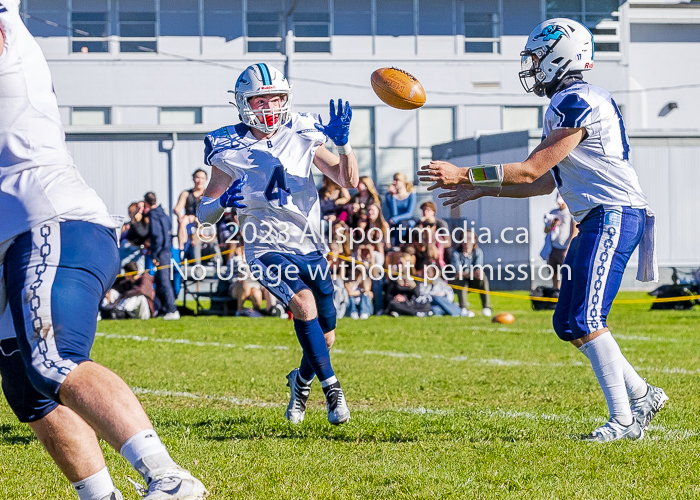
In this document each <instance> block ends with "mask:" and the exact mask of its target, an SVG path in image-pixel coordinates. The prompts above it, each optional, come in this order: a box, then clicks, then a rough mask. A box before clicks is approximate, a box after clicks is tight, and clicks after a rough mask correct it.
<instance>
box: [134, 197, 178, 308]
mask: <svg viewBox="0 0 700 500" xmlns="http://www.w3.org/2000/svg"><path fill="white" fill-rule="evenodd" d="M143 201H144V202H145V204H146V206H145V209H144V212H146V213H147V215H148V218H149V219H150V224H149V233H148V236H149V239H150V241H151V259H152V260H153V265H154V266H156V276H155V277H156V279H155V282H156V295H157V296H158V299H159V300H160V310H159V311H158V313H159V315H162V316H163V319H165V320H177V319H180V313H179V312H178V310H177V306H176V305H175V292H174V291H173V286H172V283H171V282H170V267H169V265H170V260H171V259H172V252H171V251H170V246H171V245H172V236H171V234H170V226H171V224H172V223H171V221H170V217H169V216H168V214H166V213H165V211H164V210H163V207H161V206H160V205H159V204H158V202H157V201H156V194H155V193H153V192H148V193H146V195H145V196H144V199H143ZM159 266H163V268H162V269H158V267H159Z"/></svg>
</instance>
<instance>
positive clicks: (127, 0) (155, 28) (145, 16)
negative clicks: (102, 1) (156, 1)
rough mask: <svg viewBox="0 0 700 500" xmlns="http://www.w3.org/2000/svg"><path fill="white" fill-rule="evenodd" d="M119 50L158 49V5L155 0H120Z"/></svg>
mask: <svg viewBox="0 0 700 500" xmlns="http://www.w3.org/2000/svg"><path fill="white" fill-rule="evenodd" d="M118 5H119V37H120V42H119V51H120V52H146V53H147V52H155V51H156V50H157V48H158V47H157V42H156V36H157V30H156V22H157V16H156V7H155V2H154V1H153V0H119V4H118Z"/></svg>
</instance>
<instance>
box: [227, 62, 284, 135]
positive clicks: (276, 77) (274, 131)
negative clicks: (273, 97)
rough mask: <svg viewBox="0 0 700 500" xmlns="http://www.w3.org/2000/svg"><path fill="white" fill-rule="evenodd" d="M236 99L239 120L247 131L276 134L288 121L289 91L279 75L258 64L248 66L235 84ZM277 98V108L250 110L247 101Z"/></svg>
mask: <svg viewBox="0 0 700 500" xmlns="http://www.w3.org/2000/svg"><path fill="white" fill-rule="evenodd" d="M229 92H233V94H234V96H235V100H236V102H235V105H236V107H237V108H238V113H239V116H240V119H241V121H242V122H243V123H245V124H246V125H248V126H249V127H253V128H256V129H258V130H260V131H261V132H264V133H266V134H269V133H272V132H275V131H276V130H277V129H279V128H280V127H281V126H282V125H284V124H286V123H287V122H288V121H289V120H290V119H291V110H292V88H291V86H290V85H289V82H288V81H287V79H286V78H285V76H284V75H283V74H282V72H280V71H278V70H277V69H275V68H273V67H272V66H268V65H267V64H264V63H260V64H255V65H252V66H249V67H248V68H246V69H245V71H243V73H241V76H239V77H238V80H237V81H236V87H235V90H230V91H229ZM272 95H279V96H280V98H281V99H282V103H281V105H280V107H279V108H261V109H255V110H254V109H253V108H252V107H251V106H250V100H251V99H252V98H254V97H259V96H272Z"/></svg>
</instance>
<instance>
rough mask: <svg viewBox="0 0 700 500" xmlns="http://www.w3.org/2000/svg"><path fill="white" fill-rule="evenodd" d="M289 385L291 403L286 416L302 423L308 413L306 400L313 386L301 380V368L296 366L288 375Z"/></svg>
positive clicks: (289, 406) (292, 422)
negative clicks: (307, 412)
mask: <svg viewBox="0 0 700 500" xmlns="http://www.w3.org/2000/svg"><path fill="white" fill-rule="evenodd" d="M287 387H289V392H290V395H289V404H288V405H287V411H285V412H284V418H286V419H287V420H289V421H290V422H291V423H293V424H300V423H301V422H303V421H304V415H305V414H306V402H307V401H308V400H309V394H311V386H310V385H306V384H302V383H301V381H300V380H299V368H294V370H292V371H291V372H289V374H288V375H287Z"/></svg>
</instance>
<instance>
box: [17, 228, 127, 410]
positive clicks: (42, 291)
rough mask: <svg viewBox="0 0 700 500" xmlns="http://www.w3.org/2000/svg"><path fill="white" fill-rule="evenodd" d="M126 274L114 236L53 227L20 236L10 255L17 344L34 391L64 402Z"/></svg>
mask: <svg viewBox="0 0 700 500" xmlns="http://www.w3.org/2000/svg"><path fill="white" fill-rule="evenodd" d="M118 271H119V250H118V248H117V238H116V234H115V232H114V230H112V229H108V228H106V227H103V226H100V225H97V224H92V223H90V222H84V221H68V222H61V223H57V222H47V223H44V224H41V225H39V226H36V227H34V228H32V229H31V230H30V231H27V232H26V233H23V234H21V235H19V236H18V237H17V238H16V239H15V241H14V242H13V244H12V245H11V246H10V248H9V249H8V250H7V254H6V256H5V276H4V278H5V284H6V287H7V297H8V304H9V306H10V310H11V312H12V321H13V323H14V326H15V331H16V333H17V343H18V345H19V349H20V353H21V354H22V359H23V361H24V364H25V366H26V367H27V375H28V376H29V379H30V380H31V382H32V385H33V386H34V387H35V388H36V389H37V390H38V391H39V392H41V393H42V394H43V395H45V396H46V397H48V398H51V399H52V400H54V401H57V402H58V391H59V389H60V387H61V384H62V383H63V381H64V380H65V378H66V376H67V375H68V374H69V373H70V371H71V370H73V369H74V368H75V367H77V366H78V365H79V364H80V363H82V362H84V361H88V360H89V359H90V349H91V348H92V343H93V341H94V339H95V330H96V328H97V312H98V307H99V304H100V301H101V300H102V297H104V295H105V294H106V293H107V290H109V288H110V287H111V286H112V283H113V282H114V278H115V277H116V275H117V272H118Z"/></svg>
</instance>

Exercise brief | Only the text of the records belongs in your answer, copied exactly as it appears above.

Response |
In this document each <instance> block ends with "mask:" and the exact mask of its target, an SVG path in image-pixel coordinates. The prompts above it, each optional, come in this order: a box, then clicks, then a rough mask. A box before clicks is approximate, a box after clicks is tight, and clicks after a rough mask correct it.
<instance>
box: [134, 197, 178, 308]
mask: <svg viewBox="0 0 700 500" xmlns="http://www.w3.org/2000/svg"><path fill="white" fill-rule="evenodd" d="M143 201H144V202H145V204H146V206H145V209H144V212H146V213H147V215H148V218H149V219H150V224H149V233H148V236H149V239H150V241H151V259H152V260H153V265H154V266H156V276H155V277H156V279H155V282H156V295H157V296H158V299H159V300H160V310H159V311H158V313H159V315H162V316H163V319H165V320H177V319H180V313H179V312H178V310H177V306H176V305H175V292H174V291H173V286H172V283H171V282H170V267H169V265H170V260H171V259H172V252H171V251H170V246H171V245H172V236H171V234H170V226H171V224H172V223H171V221H170V217H169V216H168V214H166V213H165V211H164V210H163V207H161V206H160V205H159V204H158V202H157V201H156V194H155V193H153V192H148V193H146V195H145V196H144V199H143ZM159 266H163V268H162V269H158V267H159Z"/></svg>
</instance>
<instance>
positive clicks: (127, 0) (155, 28) (145, 16)
negative clicks: (102, 1) (156, 1)
rough mask: <svg viewBox="0 0 700 500" xmlns="http://www.w3.org/2000/svg"><path fill="white" fill-rule="evenodd" d="M119 50L158 49V5L155 0H120Z"/></svg>
mask: <svg viewBox="0 0 700 500" xmlns="http://www.w3.org/2000/svg"><path fill="white" fill-rule="evenodd" d="M118 5H119V37H120V42H119V51H120V52H146V53H147V52H155V51H156V50H157V48H158V47H157V42H156V36H157V30H156V22H157V16H156V7H155V2H154V1H153V0H119V4H118Z"/></svg>
</instance>
<instance>
box: [227, 62, 284, 135]
positive clicks: (276, 77) (274, 131)
negative clicks: (273, 97)
rough mask: <svg viewBox="0 0 700 500" xmlns="http://www.w3.org/2000/svg"><path fill="white" fill-rule="evenodd" d="M236 99L239 120L247 131L276 134L288 121L289 91L279 75L258 64L248 66L235 84ZM277 98V108L250 110L247 101Z"/></svg>
mask: <svg viewBox="0 0 700 500" xmlns="http://www.w3.org/2000/svg"><path fill="white" fill-rule="evenodd" d="M229 92H233V94H234V96H235V100H236V102H235V105H236V107H237V108H238V113H239V116H240V119H241V121H242V122H243V123H245V124H246V125H248V126H249V127H253V128H256V129H258V130H260V131H261V132H264V133H266V134H269V133H272V132H275V131H276V130H277V129H279V128H280V127H281V126H282V125H284V124H286V123H287V122H288V121H289V120H290V119H291V110H292V88H291V86H290V85H289V82H288V81H287V79H286V78H285V76H284V75H283V74H282V72H280V71H278V70H277V69H275V68H273V67H272V66H268V65H267V64H264V63H260V64H255V65H252V66H249V67H248V68H246V69H245V71H243V73H241V76H239V77H238V80H237V81H236V87H235V90H230V91H229ZM272 95H279V96H280V98H281V99H282V103H281V105H280V107H279V108H261V109H255V110H254V109H253V108H252V107H251V106H250V100H251V99H252V98H254V97H259V96H272Z"/></svg>
</instance>
<instance>
rough mask: <svg viewBox="0 0 700 500" xmlns="http://www.w3.org/2000/svg"><path fill="white" fill-rule="evenodd" d="M289 385L291 403L286 416L302 423L308 413L306 400L313 386L301 380V368L296 366L288 375Z"/></svg>
positive clicks: (289, 406) (292, 422)
negative clicks: (307, 412)
mask: <svg viewBox="0 0 700 500" xmlns="http://www.w3.org/2000/svg"><path fill="white" fill-rule="evenodd" d="M287 387H289V392H290V395H289V404H288V405H287V411H285V412H284V418H286V419H287V420H289V421H290V422H291V423H293V424H300V423H301V422H303V421H304V415H305V414H306V402H307V401H308V400H309V394H311V386H310V385H306V384H302V383H301V381H300V380H299V368H294V370H292V371H291V372H289V374H288V375H287Z"/></svg>
</instance>
<instance>
box: [17, 228, 127, 410]
positive clicks: (42, 291)
rough mask: <svg viewBox="0 0 700 500" xmlns="http://www.w3.org/2000/svg"><path fill="white" fill-rule="evenodd" d="M126 274L114 236L53 227L20 236L10 255L17 344L34 391L64 402Z"/></svg>
mask: <svg viewBox="0 0 700 500" xmlns="http://www.w3.org/2000/svg"><path fill="white" fill-rule="evenodd" d="M118 271H119V250H118V248H117V238H116V234H115V232H114V230H112V229H108V228H106V227H103V226H100V225H97V224H92V223H90V222H84V221H68V222H61V223H57V222H47V223H44V224H41V225H39V226H36V227H34V228H32V229H31V230H30V231H27V232H26V233H23V234H21V235H19V236H18V237H17V238H16V239H15V241H14V242H13V244H12V245H11V246H10V248H9V249H8V250H7V254H6V256H5V276H4V278H5V284H6V287H7V297H8V304H9V306H10V310H11V312H12V321H13V323H14V326H15V331H16V333H17V343H18V345H19V349H20V353H21V354H22V359H23V361H24V364H25V366H26V367H27V375H28V376H29V379H30V380H31V382H32V385H33V386H34V387H35V388H36V389H37V390H38V391H39V392H41V393H42V394H43V395H45V396H46V397H48V398H51V399H52V400H54V401H57V402H58V391H59V389H60V387H61V384H62V383H63V381H64V380H65V378H66V376H67V375H68V374H69V373H70V371H71V370H73V369H74V368H75V367H77V366H78V365H79V364H80V363H82V362H84V361H88V360H89V359H90V349H91V348H92V343H93V341H94V339H95V330H96V328H97V312H98V307H99V304H100V301H101V300H102V297H104V295H105V294H106V293H107V290H109V288H110V287H111V286H112V283H113V282H114V278H115V277H116V275H117V272H118Z"/></svg>
</instance>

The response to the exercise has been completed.